-- START OF Page extract --

Our Mother Tongues Blog


October 28, 2011 - 5:32 AM | by Our Mother Tongues

Indigenous Peoples’ diverse languages have developed over many thousands of years in close relationship to their ancestral tribal homelands. These many hundreds of languages—scholars estimate as many as 300-500 Indigenous languages were once spoken in North America—carry detailed knowledge and observations of the natural world, including place names often displaced by much more recent English-language monikers such as Mato Tipila (“Bear Lodge,” in Lakota), renamed “Devil’s Tower” by settlers and the National Park Service. Those first settlers obviously knew the location to be a sacred and powerful ceremonial site to dozens of tribes—and myriad locations from the east to west coast are branded “devils'” places in reference to the Native peoples who once worshipped there enjoying full religious freedom.

While 139 Indigenous languages are miraculously still spoken today in the U.S.—according to UNESCO’s Atlas of the World’s Languages in Danger—more than 70 are spoken only by the oldest generations of tribal citizens. Some linguists estimate scarcely two dozen Native languages will still be spoken by mid-century; however, a dedicated Native American languages movement has worked for decades to document, publish in, and promote Native language materials and usage among younger generations. This work follows centuries of overt language discrimination and suppression by settlers and religious denominations who actively worked to exterminate Indian languages and cultures beginning in New England the early 1630s with the first grammar schools and “praying towns” providing refuge and “education” to Indian families and students.

-- END OF Page extract --
-- START OF Entries supplied --

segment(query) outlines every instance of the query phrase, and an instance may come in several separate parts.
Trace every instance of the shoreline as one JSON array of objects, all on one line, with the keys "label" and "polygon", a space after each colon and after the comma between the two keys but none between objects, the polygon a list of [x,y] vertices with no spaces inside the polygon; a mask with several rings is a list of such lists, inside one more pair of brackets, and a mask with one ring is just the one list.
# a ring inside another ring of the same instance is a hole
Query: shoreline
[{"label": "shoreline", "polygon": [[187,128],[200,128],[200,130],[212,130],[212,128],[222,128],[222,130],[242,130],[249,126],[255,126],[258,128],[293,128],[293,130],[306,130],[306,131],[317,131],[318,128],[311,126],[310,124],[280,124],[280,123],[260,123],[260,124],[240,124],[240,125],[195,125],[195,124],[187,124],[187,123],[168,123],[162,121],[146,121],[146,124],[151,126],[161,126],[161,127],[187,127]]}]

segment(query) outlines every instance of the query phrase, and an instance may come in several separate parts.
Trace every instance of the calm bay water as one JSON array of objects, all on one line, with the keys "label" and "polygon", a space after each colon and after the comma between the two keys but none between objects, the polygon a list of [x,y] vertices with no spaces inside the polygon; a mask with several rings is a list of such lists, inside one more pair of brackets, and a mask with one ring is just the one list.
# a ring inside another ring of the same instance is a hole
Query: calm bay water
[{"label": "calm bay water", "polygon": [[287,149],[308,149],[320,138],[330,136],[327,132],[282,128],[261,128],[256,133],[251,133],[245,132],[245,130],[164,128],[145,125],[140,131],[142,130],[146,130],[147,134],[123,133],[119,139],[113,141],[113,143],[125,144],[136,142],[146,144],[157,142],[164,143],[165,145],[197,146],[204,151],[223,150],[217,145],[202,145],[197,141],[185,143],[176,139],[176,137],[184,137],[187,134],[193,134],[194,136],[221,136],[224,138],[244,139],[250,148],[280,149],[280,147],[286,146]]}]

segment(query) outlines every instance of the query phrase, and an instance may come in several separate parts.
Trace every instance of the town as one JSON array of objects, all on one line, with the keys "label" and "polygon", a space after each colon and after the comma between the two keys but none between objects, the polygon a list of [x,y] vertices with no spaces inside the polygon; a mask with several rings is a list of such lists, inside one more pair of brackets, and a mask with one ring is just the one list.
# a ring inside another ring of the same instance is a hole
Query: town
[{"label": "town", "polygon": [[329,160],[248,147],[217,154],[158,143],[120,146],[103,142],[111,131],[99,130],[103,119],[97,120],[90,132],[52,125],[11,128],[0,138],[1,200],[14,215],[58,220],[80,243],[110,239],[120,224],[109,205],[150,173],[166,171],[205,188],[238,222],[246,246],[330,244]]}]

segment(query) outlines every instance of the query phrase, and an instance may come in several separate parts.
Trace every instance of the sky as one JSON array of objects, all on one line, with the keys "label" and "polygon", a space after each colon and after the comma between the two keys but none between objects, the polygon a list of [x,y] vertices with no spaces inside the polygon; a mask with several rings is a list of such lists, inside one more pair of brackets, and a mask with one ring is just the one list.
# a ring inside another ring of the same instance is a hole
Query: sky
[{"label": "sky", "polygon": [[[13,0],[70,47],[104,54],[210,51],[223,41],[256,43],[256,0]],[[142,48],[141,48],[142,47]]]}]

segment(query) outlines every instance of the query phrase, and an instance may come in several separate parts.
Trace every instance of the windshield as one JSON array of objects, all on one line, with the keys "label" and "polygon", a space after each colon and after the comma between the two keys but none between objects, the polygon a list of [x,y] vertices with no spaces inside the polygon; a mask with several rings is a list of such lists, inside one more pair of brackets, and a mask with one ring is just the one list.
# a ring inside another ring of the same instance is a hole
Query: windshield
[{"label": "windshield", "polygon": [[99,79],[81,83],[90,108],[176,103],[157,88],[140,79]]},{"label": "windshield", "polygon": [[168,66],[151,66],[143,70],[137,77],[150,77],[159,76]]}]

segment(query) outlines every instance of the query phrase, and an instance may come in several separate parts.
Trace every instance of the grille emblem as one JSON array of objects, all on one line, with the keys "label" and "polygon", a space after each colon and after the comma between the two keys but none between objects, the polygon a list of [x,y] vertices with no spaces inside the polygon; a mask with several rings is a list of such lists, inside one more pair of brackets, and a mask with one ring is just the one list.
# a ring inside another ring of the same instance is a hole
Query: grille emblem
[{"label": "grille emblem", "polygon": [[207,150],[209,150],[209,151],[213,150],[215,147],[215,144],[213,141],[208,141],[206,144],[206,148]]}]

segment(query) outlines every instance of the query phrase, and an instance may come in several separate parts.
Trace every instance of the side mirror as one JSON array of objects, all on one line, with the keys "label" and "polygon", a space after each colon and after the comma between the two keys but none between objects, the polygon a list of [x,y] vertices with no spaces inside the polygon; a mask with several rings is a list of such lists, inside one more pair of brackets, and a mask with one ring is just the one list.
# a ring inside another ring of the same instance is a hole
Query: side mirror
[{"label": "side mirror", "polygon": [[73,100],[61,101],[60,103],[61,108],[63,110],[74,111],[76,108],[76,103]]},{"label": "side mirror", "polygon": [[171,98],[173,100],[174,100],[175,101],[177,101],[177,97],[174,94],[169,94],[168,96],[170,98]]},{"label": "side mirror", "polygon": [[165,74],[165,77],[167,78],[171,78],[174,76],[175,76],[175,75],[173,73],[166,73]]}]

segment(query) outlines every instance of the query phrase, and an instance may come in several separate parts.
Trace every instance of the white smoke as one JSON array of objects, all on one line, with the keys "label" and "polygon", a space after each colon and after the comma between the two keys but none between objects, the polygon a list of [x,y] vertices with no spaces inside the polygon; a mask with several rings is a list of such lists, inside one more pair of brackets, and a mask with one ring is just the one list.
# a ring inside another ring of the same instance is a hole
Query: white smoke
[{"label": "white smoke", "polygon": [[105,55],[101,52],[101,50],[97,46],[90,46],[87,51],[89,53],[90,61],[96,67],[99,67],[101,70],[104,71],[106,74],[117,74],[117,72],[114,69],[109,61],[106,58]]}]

-- END OF Entries supplied --

- **Objective**
Write the next part of the blog post on Indigenous languages in North America, picking up after its last sentence. The material is unrelated to the blog post on Indigenous languages.

- **Exercise response**
Later, federally funded Indian boarding schools were opened by the U.S. War Department’s Bureau of Indian Affairs (the Bureau was later moved to the Department of Interior) with an explicit goal to “kill the Indian, save the man,” and children from hundreds of tribes were removed from their communities for years at a time to be trained largely as an agricultural, domestic, and industrial labor force.  Even into the 1970s and 80s, Native children were often harshly punished or ridiculed for speaking their mother tongues, and as a result, successive generations of tribal peoples did not teach their children their heritage languages in order to shield them from the discrimination and corporal punishment they experienced.  Today’s Native language teachers and students still face unfair certification and testing practices mandated by more than a decade of prohibitive No Child Left Behind Act regulations, which have continued to undermine Native language classrooms and schools.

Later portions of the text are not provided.